* **BRANO DA LEGGERE**:

Dall’intervista a Don DeLillo

 

«C’è stato un tempo in cui Norman Mailer parlava molto frequentemente del Grande Libro. L’argomento era sfuggente come Moby Dick per il capitano Achab: si faceva vedere in acque periferiche nelle interviste degli anni Cinquanta, ricompariva in superficie e poi spariva in acque profonde e oscure, dalle quali tornava a fare capolino solo avvicinarsi della data di pubblicazione di un nuovo libro.
Passavano gli anni, e a ogni romanzo, da Un sogno americano a Il canto del boia, sembrava che finalmente Mailer sarebbe riuscito a trascinare la sua preda a riva. Joan Didion sostiene che Mailer ce l’ha fatta a catturare il suo grande trofeo, addirittura quattro volte, secondo quanto ha scritto sulla New York Review of Books, ma il grande leone non ne sembra davvero convinto. A ottantaquatto anni, il più pugilistico degli scrittori americani ha cominciato a fare qualcosa di stravagante: dire che probabilmente non ce la farà mai”.

Dall’intervista a Norman Mailer

 

«Ci sono due tipi di uomini in sala operatoria: quelli che hanno strizza e quelli che non ce l’hanno. Ian McEwan ha scoperto di appartenere al secondo gruppo: un anno fa, a cinquantasei anni e dopo aver già vinto diversi premi, lo scrittore ha iniziato un nuovo libro, e durante le sue ricerche ha assistito a un intervento di chirurgia cerebrale.
“Non sapevo fino a che punto le mie ginocchia avrebbero retto” confessa durante l’intervista nella sua grande casa londinese. “Ma alla prova dei fatti ho scoperto di esserne profondamente affascinato. Fin dalla prima incisione per sollevare il cuoio capelluto è stato tutto stupefacente. Non vedevo l’ora che il medico incidesse la dura madre e arrivasse al cervello vero e proprio».

* **RECORD FORNITI**:

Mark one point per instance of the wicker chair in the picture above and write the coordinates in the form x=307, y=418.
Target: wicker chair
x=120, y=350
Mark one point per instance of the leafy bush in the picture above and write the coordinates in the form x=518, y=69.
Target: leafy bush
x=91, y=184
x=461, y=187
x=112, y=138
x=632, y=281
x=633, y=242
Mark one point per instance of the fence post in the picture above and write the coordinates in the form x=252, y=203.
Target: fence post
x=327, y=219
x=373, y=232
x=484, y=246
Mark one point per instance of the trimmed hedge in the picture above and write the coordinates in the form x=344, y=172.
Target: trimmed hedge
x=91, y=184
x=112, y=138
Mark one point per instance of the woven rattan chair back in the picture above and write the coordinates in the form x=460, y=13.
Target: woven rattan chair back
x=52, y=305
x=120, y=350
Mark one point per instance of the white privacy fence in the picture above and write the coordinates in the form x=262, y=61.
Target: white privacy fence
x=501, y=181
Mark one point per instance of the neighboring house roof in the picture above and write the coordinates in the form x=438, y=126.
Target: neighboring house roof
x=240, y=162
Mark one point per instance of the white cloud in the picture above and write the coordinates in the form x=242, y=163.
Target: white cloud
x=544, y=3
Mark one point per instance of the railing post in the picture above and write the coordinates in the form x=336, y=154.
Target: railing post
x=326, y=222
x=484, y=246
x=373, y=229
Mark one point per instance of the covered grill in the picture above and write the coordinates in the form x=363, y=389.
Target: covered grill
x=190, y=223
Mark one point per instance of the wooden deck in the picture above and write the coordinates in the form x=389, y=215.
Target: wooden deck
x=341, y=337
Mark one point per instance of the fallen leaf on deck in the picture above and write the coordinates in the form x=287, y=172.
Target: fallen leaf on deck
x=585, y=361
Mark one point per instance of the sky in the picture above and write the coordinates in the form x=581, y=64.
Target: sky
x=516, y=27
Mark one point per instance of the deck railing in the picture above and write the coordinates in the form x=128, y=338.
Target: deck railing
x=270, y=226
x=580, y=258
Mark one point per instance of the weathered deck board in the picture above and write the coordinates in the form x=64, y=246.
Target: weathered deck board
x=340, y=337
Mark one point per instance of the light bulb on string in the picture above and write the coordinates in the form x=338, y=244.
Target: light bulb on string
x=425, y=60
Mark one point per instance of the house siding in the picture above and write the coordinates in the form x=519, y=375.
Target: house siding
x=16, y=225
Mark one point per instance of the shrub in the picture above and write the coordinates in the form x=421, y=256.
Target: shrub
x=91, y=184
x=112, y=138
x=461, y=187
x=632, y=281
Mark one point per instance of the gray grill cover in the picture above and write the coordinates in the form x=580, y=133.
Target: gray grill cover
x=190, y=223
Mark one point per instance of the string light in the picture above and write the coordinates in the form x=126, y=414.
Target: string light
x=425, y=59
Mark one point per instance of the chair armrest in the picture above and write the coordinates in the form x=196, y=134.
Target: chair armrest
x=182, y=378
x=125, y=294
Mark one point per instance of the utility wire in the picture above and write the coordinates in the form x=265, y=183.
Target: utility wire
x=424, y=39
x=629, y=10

* **ESERCIZI**:
a – Riscrivi la parte del brano sulle interviste compresa tra "Dall’intervista a Norman" e "di chirurgia cerebrale.", estremi inclusi, rinominando "chirurgia cerebrale" in "neurochirurgia".
b – Scrivi il seguito del brano sulle interviste, a partire dall'ultima frase riportata.

* **SOLUZIONI**:
a –
Dall’intervista a Norman Mailer

 

«Ci sono due tipi di uomini in sala operatoria: quelli che hanno strizza e quelli che non ce l’hanno. Ian McEwan ha scoperto di appartenere al secondo gruppo: un anno fa, a cinquantasei anni e dopo aver già vinto diversi premi, lo scrittore ha iniziato un nuovo libro, e durante le sue ricerche ha assistito a un intervento di neurochirurgia.

b –
Dall’intervista a Ian McEwan

 

«Uno scrittore intelligente capisce che il romanzo non è una torre d’avorio, ma una forma di scrittura che impone di sapere ciò che la gente sta facendo, che cosa sta succedendo davvero nelle loro teste, come pensano e che cosa provano. Se non lo sai, allora non puoi scriverne. Più è ricca la gamma di esperienze che fai, più ricco sarà il tuo lavoro. Uno degli aspetti che più mi piacciono di New York è che qui succedono davvero tante cose».

Dall’intervista a Salman Rushdie

 

«Per un attimo la Byatt ricorda un po’ quella bambina scontrosa che un tempo sicuramente è stata, la piccola asmatica che passava il tempo a letto leggendo Charles Dickens, Jane Austen e Walter Scott, e inventando intrecci tutti suoi. A quell’epoca i racconti non la ispiravano, e così sarebbe stato ancora per qualche tempo. “Se vent’anni fa mi avesse chiesto se potevo scrivere un racconto, la risposta sarebbe stata: no, non ne sono capace”».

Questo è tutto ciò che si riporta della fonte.